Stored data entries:
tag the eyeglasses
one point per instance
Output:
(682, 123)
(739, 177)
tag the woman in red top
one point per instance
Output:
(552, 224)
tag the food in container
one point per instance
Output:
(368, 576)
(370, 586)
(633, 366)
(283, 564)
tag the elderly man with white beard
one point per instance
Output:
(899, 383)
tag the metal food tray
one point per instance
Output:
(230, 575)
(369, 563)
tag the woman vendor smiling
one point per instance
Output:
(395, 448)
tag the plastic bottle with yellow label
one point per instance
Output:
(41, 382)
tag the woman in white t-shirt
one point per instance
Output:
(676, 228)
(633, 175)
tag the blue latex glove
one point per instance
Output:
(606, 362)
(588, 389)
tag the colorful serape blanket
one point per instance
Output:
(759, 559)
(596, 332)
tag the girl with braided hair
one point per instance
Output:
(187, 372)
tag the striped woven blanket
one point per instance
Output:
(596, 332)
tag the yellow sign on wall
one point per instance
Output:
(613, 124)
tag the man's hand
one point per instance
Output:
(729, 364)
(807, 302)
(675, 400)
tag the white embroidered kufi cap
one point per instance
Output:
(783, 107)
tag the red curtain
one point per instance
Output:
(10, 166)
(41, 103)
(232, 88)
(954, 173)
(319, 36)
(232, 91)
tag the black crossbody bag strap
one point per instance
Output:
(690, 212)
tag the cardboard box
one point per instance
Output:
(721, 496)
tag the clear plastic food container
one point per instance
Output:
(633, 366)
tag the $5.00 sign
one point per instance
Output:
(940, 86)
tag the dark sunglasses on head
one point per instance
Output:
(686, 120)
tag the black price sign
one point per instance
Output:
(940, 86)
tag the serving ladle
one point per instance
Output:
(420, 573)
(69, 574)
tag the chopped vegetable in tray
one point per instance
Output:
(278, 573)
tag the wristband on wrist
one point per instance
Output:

▸ INSTRUCTIONS TO FOLLOW: Line by line, retype all of the records exactly.

▸ RESULT FOR THIS TASK:
tag the eyeglasses
one point per instance
Output:
(682, 123)
(739, 177)
tag the woman in red top
one point per instance
Output:
(552, 224)
tag the food in container
one point per instance
Output:
(368, 576)
(370, 586)
(633, 366)
(283, 564)
tag the elderly man with white beard
one point per instance
Output:
(899, 383)
tag the metal food tray
one point per instance
Output:
(230, 575)
(369, 563)
tag the woman vendor smiling
one point per instance
Output:
(395, 448)
tag the plastic bottle with yellow label
one point per instance
Output:
(41, 382)
tag the woman in white t-shirt
one point per instance
Output:
(676, 228)
(633, 175)
tag the blue latex glove
one point per instance
Output:
(606, 362)
(588, 389)
tag the colorful serape blanket
one point per instance
Output:
(759, 559)
(596, 332)
tag the girl with braided hair
one point per instance
Output:
(187, 372)
tag the striped woven blanket
one point per instance
Output:
(596, 332)
tag the yellow sign on wall
one point per instance
Output:
(613, 124)
tag the man's hand
one point per instance
Output:
(729, 364)
(807, 302)
(675, 400)
tag the white embroidered kufi cap
one point per instance
Output:
(783, 107)
tag the red curtain
one point per instance
Output:
(10, 166)
(41, 103)
(232, 88)
(954, 173)
(319, 36)
(232, 91)
tag the black crossbody bag strap
one point per instance
Output:
(690, 212)
tag the cardboard box
one point per instance
Output:
(721, 496)
tag the clear plastic food container
one point per instance
Output:
(633, 366)
tag the $5.00 sign
one point per instance
Output:
(940, 86)
tag the dark sunglasses on head
one point per instance
Output:
(686, 120)
tag the black price sign
one point per instance
Output:
(940, 86)
tag the serving ladle
one point per instance
Output:
(420, 573)
(69, 574)
tag the chopped vegetable in tray
one point per instance
Output:
(278, 573)
tag the wristband on wrist
one point per instance
Output:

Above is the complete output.